Exercise> Give the lines again exactly, from the one holding "of the living" to the last line of the listing below, both ends included and nothing added.

Data provided>
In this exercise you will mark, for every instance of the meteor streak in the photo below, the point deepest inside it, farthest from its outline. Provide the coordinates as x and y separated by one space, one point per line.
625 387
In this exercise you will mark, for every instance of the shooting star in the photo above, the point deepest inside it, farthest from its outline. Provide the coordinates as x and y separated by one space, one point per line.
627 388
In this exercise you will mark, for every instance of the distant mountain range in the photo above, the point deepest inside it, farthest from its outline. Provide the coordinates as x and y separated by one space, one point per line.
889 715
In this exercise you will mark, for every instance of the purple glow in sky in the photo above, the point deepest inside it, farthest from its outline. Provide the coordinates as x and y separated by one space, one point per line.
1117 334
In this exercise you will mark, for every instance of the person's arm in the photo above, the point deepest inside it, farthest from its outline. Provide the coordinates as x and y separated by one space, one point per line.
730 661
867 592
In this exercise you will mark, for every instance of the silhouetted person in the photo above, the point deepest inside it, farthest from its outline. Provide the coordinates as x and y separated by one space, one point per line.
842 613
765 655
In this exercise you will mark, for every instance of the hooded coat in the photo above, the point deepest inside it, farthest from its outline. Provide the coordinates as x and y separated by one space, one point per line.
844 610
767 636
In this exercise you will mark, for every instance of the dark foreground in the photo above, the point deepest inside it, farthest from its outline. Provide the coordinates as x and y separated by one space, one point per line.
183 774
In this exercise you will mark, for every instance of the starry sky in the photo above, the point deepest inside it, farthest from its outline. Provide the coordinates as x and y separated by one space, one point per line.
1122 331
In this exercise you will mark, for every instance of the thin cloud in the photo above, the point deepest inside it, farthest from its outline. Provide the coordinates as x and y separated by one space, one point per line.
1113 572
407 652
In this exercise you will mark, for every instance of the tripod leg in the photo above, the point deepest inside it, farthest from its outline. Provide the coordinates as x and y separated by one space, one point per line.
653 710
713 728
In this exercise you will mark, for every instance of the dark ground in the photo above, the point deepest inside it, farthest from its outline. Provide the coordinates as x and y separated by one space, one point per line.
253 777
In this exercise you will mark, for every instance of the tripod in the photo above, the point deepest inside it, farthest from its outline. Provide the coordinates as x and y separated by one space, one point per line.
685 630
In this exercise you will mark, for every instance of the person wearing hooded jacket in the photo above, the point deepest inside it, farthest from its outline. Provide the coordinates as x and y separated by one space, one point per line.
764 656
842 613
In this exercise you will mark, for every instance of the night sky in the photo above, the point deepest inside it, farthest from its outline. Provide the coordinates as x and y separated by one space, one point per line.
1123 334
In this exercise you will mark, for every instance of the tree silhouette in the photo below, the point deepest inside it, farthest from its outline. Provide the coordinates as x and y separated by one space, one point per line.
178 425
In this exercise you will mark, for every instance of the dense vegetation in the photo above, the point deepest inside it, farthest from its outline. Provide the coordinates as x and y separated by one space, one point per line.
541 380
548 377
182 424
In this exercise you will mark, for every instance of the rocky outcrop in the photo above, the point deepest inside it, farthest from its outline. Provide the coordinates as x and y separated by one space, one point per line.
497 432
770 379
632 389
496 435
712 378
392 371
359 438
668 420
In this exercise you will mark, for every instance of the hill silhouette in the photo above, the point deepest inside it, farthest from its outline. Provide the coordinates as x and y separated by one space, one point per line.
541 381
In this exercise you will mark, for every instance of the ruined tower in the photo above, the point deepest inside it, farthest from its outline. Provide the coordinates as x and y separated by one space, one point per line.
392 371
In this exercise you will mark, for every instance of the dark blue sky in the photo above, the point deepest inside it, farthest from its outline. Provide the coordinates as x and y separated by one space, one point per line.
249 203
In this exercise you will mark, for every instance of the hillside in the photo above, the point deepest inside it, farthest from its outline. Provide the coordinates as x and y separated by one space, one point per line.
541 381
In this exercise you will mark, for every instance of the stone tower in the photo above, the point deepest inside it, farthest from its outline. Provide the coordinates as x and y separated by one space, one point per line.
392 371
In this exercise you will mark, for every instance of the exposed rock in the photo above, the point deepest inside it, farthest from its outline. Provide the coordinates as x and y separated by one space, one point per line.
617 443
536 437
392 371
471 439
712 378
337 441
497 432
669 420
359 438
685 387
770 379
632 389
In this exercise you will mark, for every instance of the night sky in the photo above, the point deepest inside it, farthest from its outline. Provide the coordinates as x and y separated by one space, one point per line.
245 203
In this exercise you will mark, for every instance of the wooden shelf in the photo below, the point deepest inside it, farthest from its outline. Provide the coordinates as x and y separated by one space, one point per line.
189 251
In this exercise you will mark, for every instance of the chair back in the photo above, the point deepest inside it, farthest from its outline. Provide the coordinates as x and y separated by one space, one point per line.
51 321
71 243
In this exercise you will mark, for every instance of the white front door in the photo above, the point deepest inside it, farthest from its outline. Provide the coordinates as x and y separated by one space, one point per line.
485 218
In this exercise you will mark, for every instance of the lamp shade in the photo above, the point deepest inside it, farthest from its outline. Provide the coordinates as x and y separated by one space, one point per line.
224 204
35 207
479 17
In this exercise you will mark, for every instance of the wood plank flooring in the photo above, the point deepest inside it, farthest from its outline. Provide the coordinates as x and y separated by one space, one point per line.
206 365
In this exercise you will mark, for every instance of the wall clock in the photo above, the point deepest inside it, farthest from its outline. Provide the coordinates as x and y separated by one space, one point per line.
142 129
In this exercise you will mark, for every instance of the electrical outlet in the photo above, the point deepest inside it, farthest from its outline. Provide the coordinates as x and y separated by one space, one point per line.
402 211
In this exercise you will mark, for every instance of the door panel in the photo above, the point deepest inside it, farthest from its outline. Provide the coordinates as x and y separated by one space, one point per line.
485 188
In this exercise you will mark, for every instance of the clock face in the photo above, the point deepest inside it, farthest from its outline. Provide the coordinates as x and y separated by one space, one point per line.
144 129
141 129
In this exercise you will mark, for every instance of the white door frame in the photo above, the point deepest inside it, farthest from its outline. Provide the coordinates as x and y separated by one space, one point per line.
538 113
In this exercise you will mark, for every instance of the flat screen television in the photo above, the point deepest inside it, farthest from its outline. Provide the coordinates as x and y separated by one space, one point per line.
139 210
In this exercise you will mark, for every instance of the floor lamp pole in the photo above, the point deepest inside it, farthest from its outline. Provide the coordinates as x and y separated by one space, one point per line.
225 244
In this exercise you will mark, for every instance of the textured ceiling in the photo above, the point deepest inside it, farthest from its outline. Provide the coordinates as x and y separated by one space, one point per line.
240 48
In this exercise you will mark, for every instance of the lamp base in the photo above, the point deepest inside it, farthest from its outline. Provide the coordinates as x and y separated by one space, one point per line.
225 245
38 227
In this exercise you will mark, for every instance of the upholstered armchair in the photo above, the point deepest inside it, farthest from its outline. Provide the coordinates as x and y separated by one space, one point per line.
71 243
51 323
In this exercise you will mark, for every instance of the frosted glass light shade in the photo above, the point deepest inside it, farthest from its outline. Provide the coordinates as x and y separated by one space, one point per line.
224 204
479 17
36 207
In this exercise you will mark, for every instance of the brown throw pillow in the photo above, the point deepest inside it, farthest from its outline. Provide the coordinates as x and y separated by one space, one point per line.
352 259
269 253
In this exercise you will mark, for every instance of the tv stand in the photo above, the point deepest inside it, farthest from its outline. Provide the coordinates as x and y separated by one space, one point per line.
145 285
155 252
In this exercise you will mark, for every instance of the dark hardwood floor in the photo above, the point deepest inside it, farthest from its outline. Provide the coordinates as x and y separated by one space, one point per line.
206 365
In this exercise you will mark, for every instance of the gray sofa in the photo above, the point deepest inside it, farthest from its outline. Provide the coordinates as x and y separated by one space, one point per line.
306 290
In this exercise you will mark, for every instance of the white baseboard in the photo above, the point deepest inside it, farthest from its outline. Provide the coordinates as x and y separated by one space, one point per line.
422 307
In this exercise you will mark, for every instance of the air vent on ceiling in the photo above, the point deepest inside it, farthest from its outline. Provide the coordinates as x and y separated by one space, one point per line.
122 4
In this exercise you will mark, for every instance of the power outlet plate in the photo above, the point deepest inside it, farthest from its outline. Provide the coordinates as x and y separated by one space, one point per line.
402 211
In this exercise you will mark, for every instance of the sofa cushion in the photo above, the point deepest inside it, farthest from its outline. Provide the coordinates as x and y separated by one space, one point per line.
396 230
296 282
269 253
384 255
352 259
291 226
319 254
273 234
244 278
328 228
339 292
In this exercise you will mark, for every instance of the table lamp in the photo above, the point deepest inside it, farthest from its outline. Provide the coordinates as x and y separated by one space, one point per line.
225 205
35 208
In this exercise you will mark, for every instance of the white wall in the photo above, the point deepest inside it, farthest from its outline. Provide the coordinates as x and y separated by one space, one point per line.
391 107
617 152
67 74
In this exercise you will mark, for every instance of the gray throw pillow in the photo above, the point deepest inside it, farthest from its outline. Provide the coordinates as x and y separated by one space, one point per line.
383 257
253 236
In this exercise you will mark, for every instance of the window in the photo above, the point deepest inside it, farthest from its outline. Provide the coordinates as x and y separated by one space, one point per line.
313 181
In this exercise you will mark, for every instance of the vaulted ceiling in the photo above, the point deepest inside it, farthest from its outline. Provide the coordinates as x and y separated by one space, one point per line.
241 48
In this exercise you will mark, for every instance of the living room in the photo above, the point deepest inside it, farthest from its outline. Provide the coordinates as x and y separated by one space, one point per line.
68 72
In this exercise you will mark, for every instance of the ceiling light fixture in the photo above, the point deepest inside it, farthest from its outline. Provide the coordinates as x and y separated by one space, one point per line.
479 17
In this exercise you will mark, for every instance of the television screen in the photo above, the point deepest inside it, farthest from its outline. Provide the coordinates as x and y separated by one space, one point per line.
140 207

Answer to this problem>
In this exercise you will mark, for every instance of the living room in the photo above, the point deepest inside it, farthest from its outline. Provide the coordinates as x and y separated by one space, one point per line.
68 72
In this exercise you will mark, for every instance of the ceiling light fixture in the photo above, the point deepest inside it, farthest from its outline. Provide the coordinates as x and y separated by one space, one point per line.
479 17
In this exercise you will mark, for every instance of the television screen in the photo above, the point deepest inside it, farthest from its outline. Provide the coordinates as x and y separated by one space, one point per line.
140 207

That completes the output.